EXCERPT below:

Football - Premier League - Newcastle United v Brentford - St James' Park, Newcastle, Britain - February 7, 2026 Brentford's Dango Ouattara celebrates scoring their third goal with Brentford's Rico Henry. (Reuters)
Football - Premier League - Newcastle United v Brentford - St James' Park, Newcastle, Britain - February 7, 2026 Brentford's Dango Ouattara celebrates scoring their third goal with Brentford's Rico Henry. (Reuters)

Burkina Faso striker Dango Ouattara was the Brentford match-winner for the second straight weekend when they triumphed 3-2 at Newcastle United.

The 23-year-old struck in the 85th minute of a seesaw Premier League struggle in northeast England. The Bees trailed and led before securing three points to go seventh in the table.

Last weekend, Ouattara dented the title hopes of third-placed Aston Villa by scoring the only goal at Villa Park.

End of EXCERPT.
PROVIDED RECORDS below:

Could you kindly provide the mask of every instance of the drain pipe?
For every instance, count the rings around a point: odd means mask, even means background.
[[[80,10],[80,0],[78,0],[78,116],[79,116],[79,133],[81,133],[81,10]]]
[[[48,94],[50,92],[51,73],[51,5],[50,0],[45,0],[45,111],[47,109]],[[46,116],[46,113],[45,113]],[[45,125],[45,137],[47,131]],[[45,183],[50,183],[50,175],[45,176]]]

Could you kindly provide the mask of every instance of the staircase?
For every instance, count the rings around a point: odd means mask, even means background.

End of PROVIDED RECORDS.

• **TASK SET**
[A] Repeat the part of the Brentford match report starting at "Burkina Faso striker" and ending at "at Villa Park.".
[B] Carry on the Brentford match report from where it stops.
None of the entries is needed for what follows.

• **RESULTS BY TASK**
[A]
Burkina Faso striker Dango Ouattara was the Brentford match-winner for the second straight weekend when they triumphed 3-2 at Newcastle United.

The 23-year-old struck in the 85th minute of a seesaw Premier League struggle in northeast England. The Bees trailed and led before securing three points to go seventh in the table.

Last weekend, Ouattara dented the title hopes of third-placed Aston Villa by scoring the only goal at Villa Park.

[B]
AFP Sport highlights African headline-makers in the major European leagues:

ENGLAND

DANGO OUATTARA (Brentford)

With the match at Newcastle locked at 2-2, the Burkinabe sealed victory for the visitors at St James' Park by driving a left-footed shot past Magpies goalkeeper Nick Pope to give the Bees a first win on Tyneside since 1934. Ouattara also provided the cross that led to Vitaly Janelt's headed equalizer after Brentford had fallen 1-0 behind.

BRYAN MBEUMO (Manchester Utd)

The Cameroon forward helped the Red Devils extend their perfect record under caretaker manager Michael Carrick to four games by scoring the opening goal in a 2-0 win over Tottenham after Spurs had been reduced to 10 men by captain Cristian Romero's red card.

ISMAILA SARR (Crystal Palace)

The Eagles ended their 12-match winless run with a 1-0 victory at bitter rivals Brighton thanks to Senegal international Sarr's 61st-minute goal when played in by substitute Evann Guessand, the Ivory Coast forward making an immediate impact on his Palace debut after joining on loan from Aston Villa during the January transfer window.

ITALY

LAMECK BANDA (Lecce)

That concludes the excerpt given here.